SÃO PAULO –A Brazilian pro-choice group has been forbidden to use “Catholics” in their name by the São Paulo State court.
Catholics for the Right to Decide (CDD) was inspired by the U.S.-based Catholics for Choice,
The petition to remove the name “Catholic” from the group was made by the Conservative Catholic association Centro Dom Bosco, which argued that a pro-abortion group couldn’t be called Catholic.
Judge José Carlos Ferreira Alves stated in his decision on October 27 that the goals of the association “reveal incompatibility with the values adopted by the Catholic Church.”
“By advocating the right to decide for abortion, which the Church clearly and severely condemns, there’s a clear distortion and incompatibility of the adopted name and the association’s goals and concrete action, which directly violate moral and good customs, in addition to hurting the common good and the public interest,” the judge said, according to a story published by the new website G1.
The judge ruled that CDD must change its statutes and legal name within 15 days, under penalty of fines of $175 a day.

## Problems to solve
1. Answer these questions using the article on the São Paulo court ruling:
(a) Which association petitioned to remove the word "Catholic" from the group's name?
(b) On what date did the judge issue his decision?
(c) How many days does the group have to change its statutes and legal name, and what is the daily fine?
2. Continue the article on the São Paulo court ruling from the point where it stops.

## Dataset content
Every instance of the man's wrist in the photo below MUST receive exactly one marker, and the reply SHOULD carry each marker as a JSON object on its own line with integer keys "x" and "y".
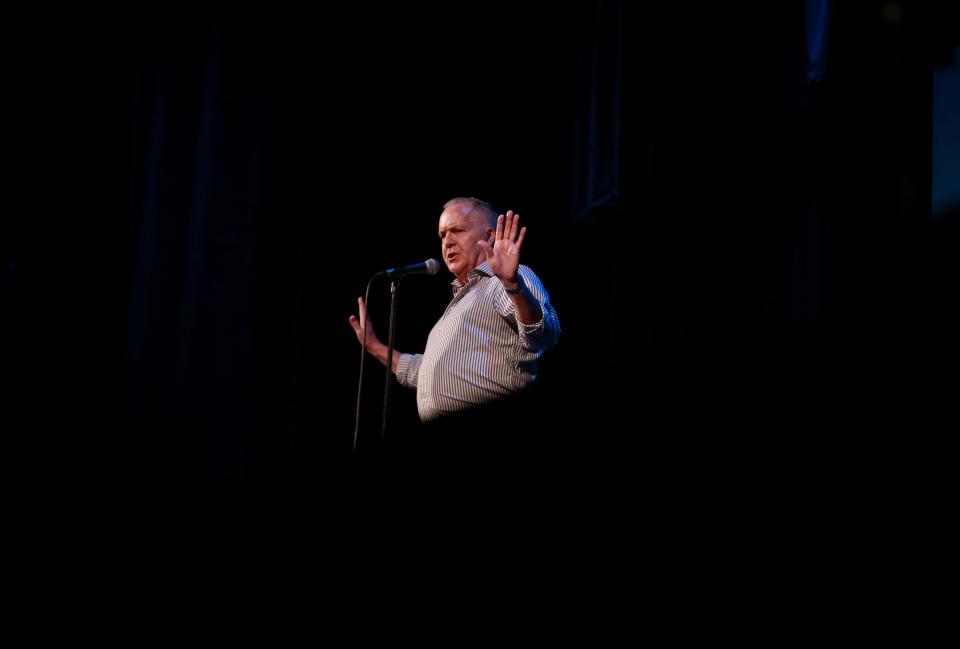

## Final results
1.
(a) Centro Dom Bosco, a conservative Catholic association.
(b) October 27.
(c) 15 days, with a fine of $175 a day.

2.
Since the court ruling, hundreds of non-governmental organizations, social movements, religious leaders and politicians have expressed solidarity with CDD, claiming that such a decision reinforced “fundamentalism” in Brazil and that the Judiciary shouldn’t interfere with religious matters.
In an article published on the Brazilian newspaper Folha de S. Paulo, the Dominican priest Frei Betto, a leading figure in the Latin American Liberation Theology, asked if the Brazilian society “returned to Inquisition.”
“The judicial ruling is wrongful. First of all, it’s not up to the civil Judiciary to determine who can or who can’t be considered Catholic. This would be the responsibility of the ecclesiastical institution, but it doesn’t get to such a frontier. The canonical law admits that a Catholic be excluded from the Church for professing, for example, apostasy. Even so, nothing impedes that he keeps considering himself to be Catholic,” Betto said.
According to Pedro Affonseca, Centro Dom Bosco’s president, the petition had been made in 2018, after CDD attended public hearings in the Brazilian Supreme Court during proceedings related to a project for the depenalization of abortion.
“We realized that such association passed as a representant of a part of the Catholic followers, something that’s simply false and inconsistent with the association’s finality, which is the depenalization of a very serious sin such as abortion,” he told Crux.
Affonseca called the criticisms on Centro Dom Bosco’s petition “unfounded and ridiculous.”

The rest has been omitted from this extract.